Contour annotation records:
__________________________________________________
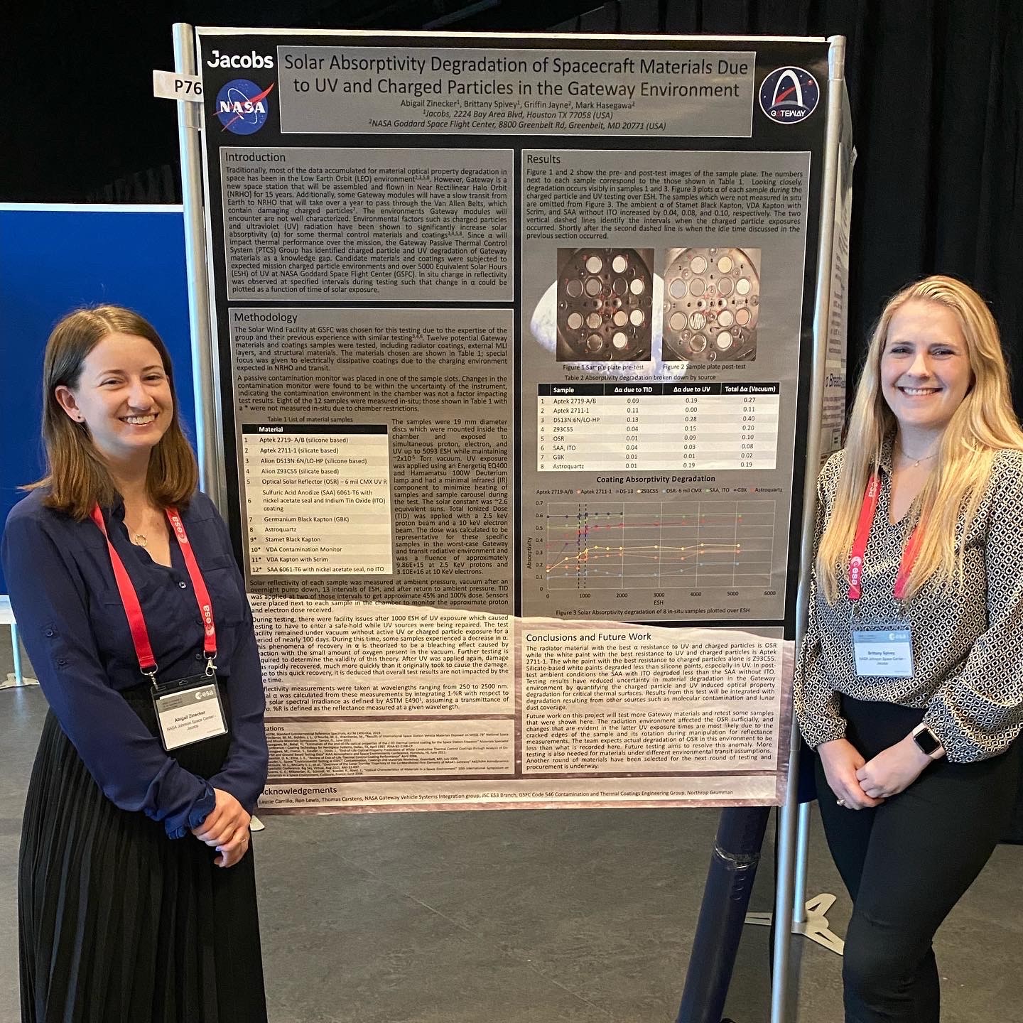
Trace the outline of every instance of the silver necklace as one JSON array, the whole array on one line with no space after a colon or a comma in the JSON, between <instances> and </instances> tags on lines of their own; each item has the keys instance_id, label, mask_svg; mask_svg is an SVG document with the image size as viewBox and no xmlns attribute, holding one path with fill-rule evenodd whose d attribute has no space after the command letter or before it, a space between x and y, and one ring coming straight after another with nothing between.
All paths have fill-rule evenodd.
<instances>
[{"instance_id":1,"label":"silver necklace","mask_svg":"<svg viewBox=\"0 0 1023 1023\"><path fill-rule=\"evenodd\" d=\"M937 456L938 456L938 452L937 451L933 451L931 454L925 454L925 455L922 455L920 458L914 458L914 456L911 454L906 454L905 453L905 451L903 450L901 444L896 444L895 448L898 451L898 453L900 455L902 455L903 458L906 458L906 459L908 459L909 461L913 462L913 468L914 469L917 469L922 461L930 461L932 458L937 458Z\"/></svg>"}]
</instances>

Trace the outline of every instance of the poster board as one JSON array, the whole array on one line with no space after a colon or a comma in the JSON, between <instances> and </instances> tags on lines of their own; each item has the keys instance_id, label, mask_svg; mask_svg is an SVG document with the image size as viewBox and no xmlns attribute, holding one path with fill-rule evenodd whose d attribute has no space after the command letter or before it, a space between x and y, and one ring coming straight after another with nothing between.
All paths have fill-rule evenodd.
<instances>
[{"instance_id":1,"label":"poster board","mask_svg":"<svg viewBox=\"0 0 1023 1023\"><path fill-rule=\"evenodd\" d=\"M828 51L197 30L264 808L784 799Z\"/></svg>"}]
</instances>

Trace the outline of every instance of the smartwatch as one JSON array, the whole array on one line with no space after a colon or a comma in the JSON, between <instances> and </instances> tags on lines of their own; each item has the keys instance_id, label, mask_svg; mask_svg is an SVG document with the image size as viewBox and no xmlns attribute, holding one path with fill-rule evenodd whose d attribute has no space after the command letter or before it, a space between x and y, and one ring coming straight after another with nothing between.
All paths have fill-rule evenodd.
<instances>
[{"instance_id":1,"label":"smartwatch","mask_svg":"<svg viewBox=\"0 0 1023 1023\"><path fill-rule=\"evenodd\" d=\"M937 760L945 755L945 748L941 745L941 740L923 722L913 729L913 741L917 744L920 752L932 760Z\"/></svg>"}]
</instances>

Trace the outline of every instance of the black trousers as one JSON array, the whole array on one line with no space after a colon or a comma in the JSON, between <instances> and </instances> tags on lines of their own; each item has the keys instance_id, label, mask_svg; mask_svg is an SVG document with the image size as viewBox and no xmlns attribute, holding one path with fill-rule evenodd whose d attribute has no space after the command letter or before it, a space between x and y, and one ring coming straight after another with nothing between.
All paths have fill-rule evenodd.
<instances>
[{"instance_id":1,"label":"black trousers","mask_svg":"<svg viewBox=\"0 0 1023 1023\"><path fill-rule=\"evenodd\" d=\"M846 738L868 760L924 715L848 697L842 712ZM853 902L842 966L846 1023L937 1023L931 940L1006 833L1017 753L971 764L936 761L904 792L866 810L837 805L816 758L828 845Z\"/></svg>"}]
</instances>

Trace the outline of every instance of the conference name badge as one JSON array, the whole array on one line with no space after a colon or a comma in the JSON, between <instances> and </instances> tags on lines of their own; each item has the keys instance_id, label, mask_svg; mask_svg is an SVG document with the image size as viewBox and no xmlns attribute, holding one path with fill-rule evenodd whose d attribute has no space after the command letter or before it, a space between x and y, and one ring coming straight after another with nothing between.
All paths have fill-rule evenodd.
<instances>
[{"instance_id":1,"label":"conference name badge","mask_svg":"<svg viewBox=\"0 0 1023 1023\"><path fill-rule=\"evenodd\" d=\"M913 633L909 629L854 630L852 653L860 678L913 676Z\"/></svg>"},{"instance_id":2,"label":"conference name badge","mask_svg":"<svg viewBox=\"0 0 1023 1023\"><path fill-rule=\"evenodd\" d=\"M209 675L158 685L152 694L152 705L157 710L160 738L168 753L227 731L217 681Z\"/></svg>"}]
</instances>

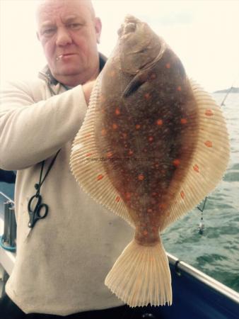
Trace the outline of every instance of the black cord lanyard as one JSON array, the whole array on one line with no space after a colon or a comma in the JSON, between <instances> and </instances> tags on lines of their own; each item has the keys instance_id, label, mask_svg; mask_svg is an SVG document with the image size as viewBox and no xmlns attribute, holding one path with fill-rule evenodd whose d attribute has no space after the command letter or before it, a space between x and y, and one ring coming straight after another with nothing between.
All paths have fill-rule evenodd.
<instances>
[{"instance_id":1,"label":"black cord lanyard","mask_svg":"<svg viewBox=\"0 0 239 319\"><path fill-rule=\"evenodd\" d=\"M45 181L45 179L47 178L48 174L49 173L49 171L52 169L52 167L54 163L54 161L56 160L58 154L59 153L61 150L59 150L57 152L57 154L55 155L55 156L53 157L52 162L50 162L50 164L48 167L48 169L46 172L46 174L45 174L45 177L43 177L43 179L42 180L42 173L43 173L43 169L44 169L44 165L45 165L45 161L42 162L42 167L41 167L41 172L40 173L40 179L39 179L39 183L38 184L35 184L35 188L37 190L37 192L35 194L36 196L40 195L40 188L43 184L43 182Z\"/></svg>"},{"instance_id":2,"label":"black cord lanyard","mask_svg":"<svg viewBox=\"0 0 239 319\"><path fill-rule=\"evenodd\" d=\"M40 194L40 188L44 183L45 179L47 178L48 174L49 173L49 171L52 169L52 166L57 157L57 155L61 150L59 150L57 154L53 157L52 162L50 162L46 174L45 174L45 177L42 178L42 174L43 174L43 169L45 166L45 161L42 162L42 167L41 167L41 171L40 173L40 179L39 179L39 183L35 184L35 188L37 190L35 195L33 195L28 201L28 214L29 214L29 222L28 222L28 227L30 228L33 228L34 225L35 225L36 222L40 219L45 218L47 217L48 214L48 205L42 203L42 196ZM37 201L37 203L33 205L34 200ZM42 214L42 211L44 213Z\"/></svg>"}]
</instances>

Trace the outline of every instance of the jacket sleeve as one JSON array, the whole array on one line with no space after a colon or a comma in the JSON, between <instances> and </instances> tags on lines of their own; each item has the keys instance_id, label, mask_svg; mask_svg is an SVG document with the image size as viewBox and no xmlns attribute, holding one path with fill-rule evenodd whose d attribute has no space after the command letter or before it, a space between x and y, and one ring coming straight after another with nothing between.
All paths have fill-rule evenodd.
<instances>
[{"instance_id":1,"label":"jacket sleeve","mask_svg":"<svg viewBox=\"0 0 239 319\"><path fill-rule=\"evenodd\" d=\"M38 84L42 86L42 82ZM74 138L83 122L87 106L81 86L37 102L35 95L27 83L8 84L1 91L0 167L4 169L23 169L50 157Z\"/></svg>"}]
</instances>

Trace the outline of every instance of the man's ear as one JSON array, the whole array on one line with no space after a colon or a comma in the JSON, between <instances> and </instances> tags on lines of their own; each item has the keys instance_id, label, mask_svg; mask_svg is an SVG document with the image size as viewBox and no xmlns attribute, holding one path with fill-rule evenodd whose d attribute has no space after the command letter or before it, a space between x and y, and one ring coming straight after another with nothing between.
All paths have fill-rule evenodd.
<instances>
[{"instance_id":1,"label":"man's ear","mask_svg":"<svg viewBox=\"0 0 239 319\"><path fill-rule=\"evenodd\" d=\"M100 43L101 29L102 29L102 23L100 18L95 18L95 28L97 43Z\"/></svg>"}]
</instances>

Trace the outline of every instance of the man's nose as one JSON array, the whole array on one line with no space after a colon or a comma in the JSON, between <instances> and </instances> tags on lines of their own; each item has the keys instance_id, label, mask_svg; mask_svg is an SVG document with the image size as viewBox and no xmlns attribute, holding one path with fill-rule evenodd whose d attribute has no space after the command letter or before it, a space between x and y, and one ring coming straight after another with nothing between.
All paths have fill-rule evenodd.
<instances>
[{"instance_id":1,"label":"man's nose","mask_svg":"<svg viewBox=\"0 0 239 319\"><path fill-rule=\"evenodd\" d=\"M71 43L72 39L68 30L65 28L59 28L57 33L57 45L64 46Z\"/></svg>"}]
</instances>

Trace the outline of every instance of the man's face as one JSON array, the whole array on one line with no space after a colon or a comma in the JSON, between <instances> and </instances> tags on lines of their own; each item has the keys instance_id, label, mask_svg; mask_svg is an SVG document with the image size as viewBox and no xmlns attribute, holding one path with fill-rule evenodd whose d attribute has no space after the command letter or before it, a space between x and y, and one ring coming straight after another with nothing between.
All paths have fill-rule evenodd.
<instances>
[{"instance_id":1,"label":"man's face","mask_svg":"<svg viewBox=\"0 0 239 319\"><path fill-rule=\"evenodd\" d=\"M58 81L74 86L96 77L101 23L86 1L47 0L37 23L38 38Z\"/></svg>"}]
</instances>

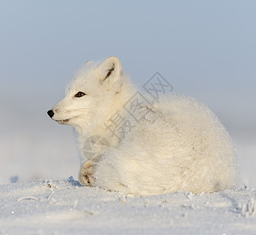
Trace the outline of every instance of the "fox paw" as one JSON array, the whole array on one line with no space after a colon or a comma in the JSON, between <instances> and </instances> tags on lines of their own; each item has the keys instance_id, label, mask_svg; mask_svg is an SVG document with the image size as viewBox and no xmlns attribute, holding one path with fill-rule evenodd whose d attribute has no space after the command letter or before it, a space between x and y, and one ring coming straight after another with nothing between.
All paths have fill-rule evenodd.
<instances>
[{"instance_id":1,"label":"fox paw","mask_svg":"<svg viewBox=\"0 0 256 235\"><path fill-rule=\"evenodd\" d=\"M79 174L79 183L83 186L92 186L93 184L93 168L90 163L84 164Z\"/></svg>"}]
</instances>

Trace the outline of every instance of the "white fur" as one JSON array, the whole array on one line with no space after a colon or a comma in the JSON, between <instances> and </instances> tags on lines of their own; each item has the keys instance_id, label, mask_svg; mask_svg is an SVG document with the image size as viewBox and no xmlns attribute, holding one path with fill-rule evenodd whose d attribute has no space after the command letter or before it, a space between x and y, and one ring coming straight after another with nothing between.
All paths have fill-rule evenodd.
<instances>
[{"instance_id":1,"label":"white fur","mask_svg":"<svg viewBox=\"0 0 256 235\"><path fill-rule=\"evenodd\" d=\"M75 97L78 92L86 95ZM144 105L146 114L137 123L123 108L136 92L119 60L112 56L87 63L53 109L53 120L76 130L82 156L90 136L109 142L105 154L95 148L93 157L83 156L79 175L82 185L139 195L211 193L236 186L236 149L208 107L184 96L165 95ZM133 125L122 139L106 129L116 112Z\"/></svg>"}]
</instances>

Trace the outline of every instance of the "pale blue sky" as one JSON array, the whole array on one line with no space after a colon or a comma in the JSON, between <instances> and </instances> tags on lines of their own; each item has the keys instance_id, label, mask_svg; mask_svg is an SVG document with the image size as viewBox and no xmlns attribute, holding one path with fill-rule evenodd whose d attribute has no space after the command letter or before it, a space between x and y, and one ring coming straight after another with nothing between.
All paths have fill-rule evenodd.
<instances>
[{"instance_id":1,"label":"pale blue sky","mask_svg":"<svg viewBox=\"0 0 256 235\"><path fill-rule=\"evenodd\" d=\"M0 0L1 118L47 125L74 71L115 55L138 85L159 71L228 128L256 129L255 12L252 0Z\"/></svg>"}]
</instances>

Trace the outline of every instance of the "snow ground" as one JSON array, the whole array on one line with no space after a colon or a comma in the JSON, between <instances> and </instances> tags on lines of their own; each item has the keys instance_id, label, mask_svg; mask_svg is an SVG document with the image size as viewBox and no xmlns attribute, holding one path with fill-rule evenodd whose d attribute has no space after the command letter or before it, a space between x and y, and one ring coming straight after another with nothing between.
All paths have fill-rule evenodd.
<instances>
[{"instance_id":1,"label":"snow ground","mask_svg":"<svg viewBox=\"0 0 256 235\"><path fill-rule=\"evenodd\" d=\"M0 234L256 234L255 189L126 197L71 177L0 191Z\"/></svg>"}]
</instances>

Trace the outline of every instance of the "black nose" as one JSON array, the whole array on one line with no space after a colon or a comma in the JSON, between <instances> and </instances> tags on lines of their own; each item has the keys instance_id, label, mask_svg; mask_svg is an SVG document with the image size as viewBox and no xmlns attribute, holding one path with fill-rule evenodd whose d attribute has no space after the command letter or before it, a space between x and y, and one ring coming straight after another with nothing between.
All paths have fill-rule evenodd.
<instances>
[{"instance_id":1,"label":"black nose","mask_svg":"<svg viewBox=\"0 0 256 235\"><path fill-rule=\"evenodd\" d=\"M54 115L54 112L52 110L50 110L47 112L47 114L49 116L49 118L52 118Z\"/></svg>"}]
</instances>

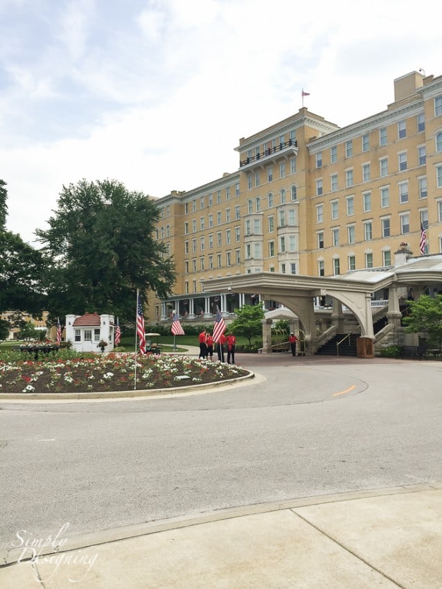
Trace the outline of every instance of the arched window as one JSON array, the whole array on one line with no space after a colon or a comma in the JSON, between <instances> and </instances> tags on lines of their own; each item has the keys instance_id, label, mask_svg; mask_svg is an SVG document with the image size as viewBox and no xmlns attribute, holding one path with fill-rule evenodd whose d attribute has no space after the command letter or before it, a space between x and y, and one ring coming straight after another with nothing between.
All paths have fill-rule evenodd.
<instances>
[{"instance_id":1,"label":"arched window","mask_svg":"<svg viewBox=\"0 0 442 589\"><path fill-rule=\"evenodd\" d=\"M283 204L285 202L285 188L281 188L279 194L281 195L281 204Z\"/></svg>"},{"instance_id":2,"label":"arched window","mask_svg":"<svg viewBox=\"0 0 442 589\"><path fill-rule=\"evenodd\" d=\"M267 195L267 198L269 202L269 209L272 209L273 206L273 193L269 192Z\"/></svg>"}]
</instances>

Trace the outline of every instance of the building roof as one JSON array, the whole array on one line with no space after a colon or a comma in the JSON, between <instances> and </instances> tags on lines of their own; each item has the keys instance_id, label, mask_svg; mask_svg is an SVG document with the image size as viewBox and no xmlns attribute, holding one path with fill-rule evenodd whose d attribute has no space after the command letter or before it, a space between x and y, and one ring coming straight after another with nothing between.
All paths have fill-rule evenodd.
<instances>
[{"instance_id":1,"label":"building roof","mask_svg":"<svg viewBox=\"0 0 442 589\"><path fill-rule=\"evenodd\" d=\"M100 327L100 315L98 313L86 313L78 317L73 322L73 327Z\"/></svg>"}]
</instances>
__________________________________________________
EXERCISE DETAILS ▸ Write out the lines above, starting at the line that contains "Trace the outline of every instance of the building" and ending with the final line, and nothing else; copy them exactly.

COMPLETED EXERCISE ▸
Trace the outline of every instance of the building roof as one JSON array, the whole array on one line with no space after a colon or a comma in the JSON, between <instances> and </instances> tags on lines of their own; each item has the keys instance_id, label, mask_svg; mask_svg is an SVG document with the image size as viewBox and no xmlns attribute, holding one path with fill-rule evenodd whose d attribute has no space after the command letter or before it, a space between x and y, and one ring coming straight after another with nothing between.
All paths have fill-rule evenodd.
<instances>
[{"instance_id":1,"label":"building roof","mask_svg":"<svg viewBox=\"0 0 442 589\"><path fill-rule=\"evenodd\" d=\"M100 327L100 315L98 313L86 313L78 317L73 322L73 327Z\"/></svg>"}]
</instances>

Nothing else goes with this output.